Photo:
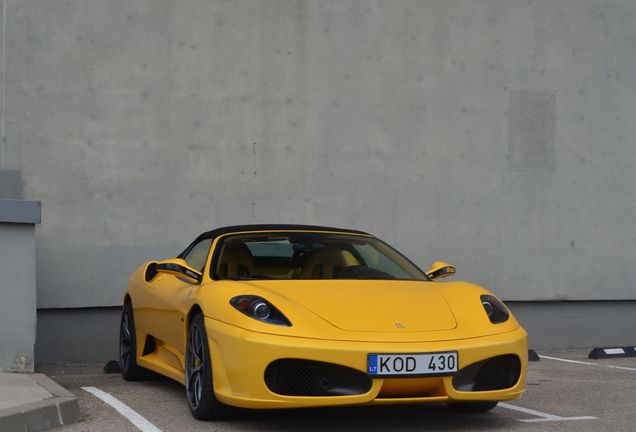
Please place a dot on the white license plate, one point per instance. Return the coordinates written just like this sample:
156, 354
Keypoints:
402, 365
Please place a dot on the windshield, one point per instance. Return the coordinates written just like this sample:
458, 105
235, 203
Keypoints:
311, 255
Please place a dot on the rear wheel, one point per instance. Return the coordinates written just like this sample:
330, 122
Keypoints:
130, 370
468, 407
199, 387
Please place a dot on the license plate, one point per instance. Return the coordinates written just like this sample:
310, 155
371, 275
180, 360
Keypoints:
404, 365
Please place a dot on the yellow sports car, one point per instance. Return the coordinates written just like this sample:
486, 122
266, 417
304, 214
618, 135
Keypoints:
283, 316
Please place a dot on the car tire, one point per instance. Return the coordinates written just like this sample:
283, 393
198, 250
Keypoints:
472, 407
199, 386
130, 370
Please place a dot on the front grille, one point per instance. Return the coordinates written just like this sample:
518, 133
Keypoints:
297, 377
496, 373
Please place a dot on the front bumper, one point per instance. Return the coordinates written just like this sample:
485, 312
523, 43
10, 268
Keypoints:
240, 359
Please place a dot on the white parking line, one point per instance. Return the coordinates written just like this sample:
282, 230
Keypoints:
143, 424
586, 363
544, 416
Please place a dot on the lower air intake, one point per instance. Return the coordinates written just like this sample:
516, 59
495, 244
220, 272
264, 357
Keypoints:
496, 373
297, 377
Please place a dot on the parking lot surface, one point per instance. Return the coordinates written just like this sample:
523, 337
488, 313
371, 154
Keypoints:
566, 391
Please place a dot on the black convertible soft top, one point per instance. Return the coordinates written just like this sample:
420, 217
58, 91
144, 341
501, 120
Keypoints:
265, 227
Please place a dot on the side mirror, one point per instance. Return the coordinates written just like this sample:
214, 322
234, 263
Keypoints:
440, 269
179, 268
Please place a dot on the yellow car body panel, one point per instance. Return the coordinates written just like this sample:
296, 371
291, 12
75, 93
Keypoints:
333, 321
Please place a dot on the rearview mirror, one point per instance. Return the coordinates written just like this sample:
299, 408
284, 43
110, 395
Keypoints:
440, 269
179, 268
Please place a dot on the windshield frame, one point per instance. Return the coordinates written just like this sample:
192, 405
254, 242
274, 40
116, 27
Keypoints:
297, 240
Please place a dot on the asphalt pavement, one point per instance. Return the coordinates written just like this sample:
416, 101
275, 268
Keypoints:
566, 391
34, 402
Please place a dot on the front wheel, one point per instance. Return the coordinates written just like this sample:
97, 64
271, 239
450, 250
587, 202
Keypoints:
199, 387
472, 407
130, 370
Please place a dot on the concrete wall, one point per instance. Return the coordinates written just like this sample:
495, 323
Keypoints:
493, 134
17, 284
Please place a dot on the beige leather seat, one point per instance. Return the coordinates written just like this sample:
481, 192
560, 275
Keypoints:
237, 260
326, 264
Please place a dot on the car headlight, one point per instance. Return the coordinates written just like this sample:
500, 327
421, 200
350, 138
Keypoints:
260, 309
497, 312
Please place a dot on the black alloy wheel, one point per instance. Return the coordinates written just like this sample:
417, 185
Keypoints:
199, 386
130, 370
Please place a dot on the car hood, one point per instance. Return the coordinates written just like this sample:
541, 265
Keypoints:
370, 305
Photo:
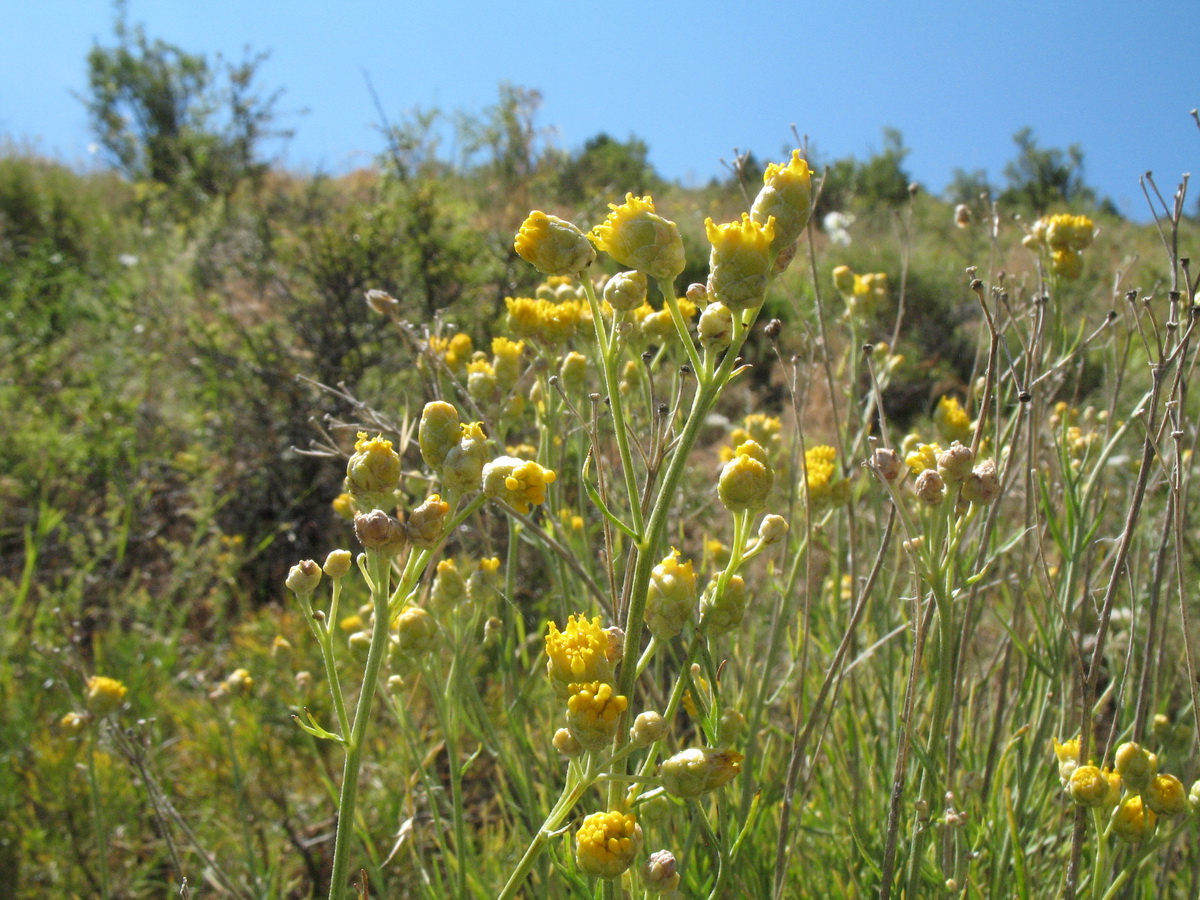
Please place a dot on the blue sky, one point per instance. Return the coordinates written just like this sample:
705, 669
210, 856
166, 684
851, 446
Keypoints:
691, 79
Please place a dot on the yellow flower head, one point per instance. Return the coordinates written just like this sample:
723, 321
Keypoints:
1165, 796
455, 351
372, 472
786, 196
636, 237
553, 246
592, 713
1068, 757
741, 262
507, 360
607, 843
820, 468
952, 419
519, 483
105, 695
747, 479
1133, 821
577, 654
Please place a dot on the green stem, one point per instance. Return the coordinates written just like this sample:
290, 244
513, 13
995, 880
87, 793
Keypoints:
381, 573
97, 811
609, 353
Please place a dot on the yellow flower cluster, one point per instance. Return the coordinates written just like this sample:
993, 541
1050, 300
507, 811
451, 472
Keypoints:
607, 843
821, 473
862, 293
763, 430
592, 713
1065, 238
546, 321
454, 351
519, 483
577, 654
952, 420
105, 695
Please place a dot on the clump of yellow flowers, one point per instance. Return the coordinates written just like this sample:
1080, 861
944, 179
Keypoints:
607, 843
1063, 238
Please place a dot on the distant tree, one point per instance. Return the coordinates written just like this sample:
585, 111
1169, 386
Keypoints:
880, 180
169, 117
1043, 178
606, 167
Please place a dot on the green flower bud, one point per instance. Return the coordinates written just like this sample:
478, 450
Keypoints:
691, 773
372, 472
553, 246
786, 196
747, 479
724, 612
741, 262
304, 577
635, 235
671, 598
438, 432
625, 291
426, 523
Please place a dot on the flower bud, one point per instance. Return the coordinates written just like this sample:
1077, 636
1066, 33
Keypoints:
577, 654
1165, 796
553, 246
565, 743
930, 489
517, 483
887, 463
426, 523
303, 577
954, 465
724, 612
592, 713
607, 843
636, 237
747, 479
1132, 821
786, 196
671, 597
772, 529
378, 531
715, 327
648, 727
739, 262
1137, 766
574, 372
983, 484
105, 695
337, 563
691, 773
438, 432
372, 472
625, 291
415, 631
660, 873
731, 726
1089, 786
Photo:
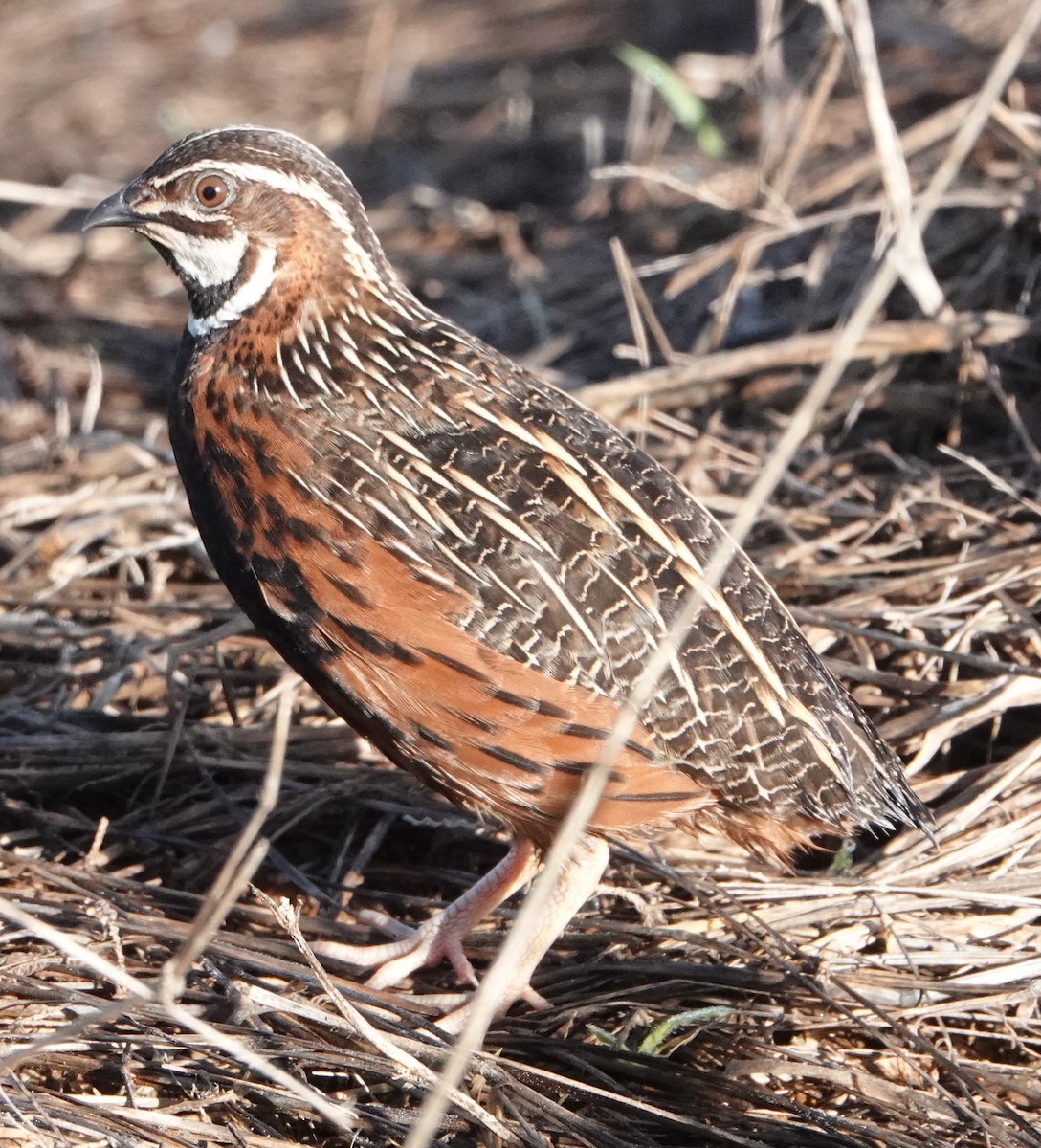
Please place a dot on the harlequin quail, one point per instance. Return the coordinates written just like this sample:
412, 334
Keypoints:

## Exercise task:
Extract every line of the items above that contains the word "black".

## Written response:
Please place a dot on the black convertible soft top, one point per instance. Return the coordinates written just like this sample:
Please place a dot on the black alloy wheel, one point per instance. Return the coordinates written just like this sample:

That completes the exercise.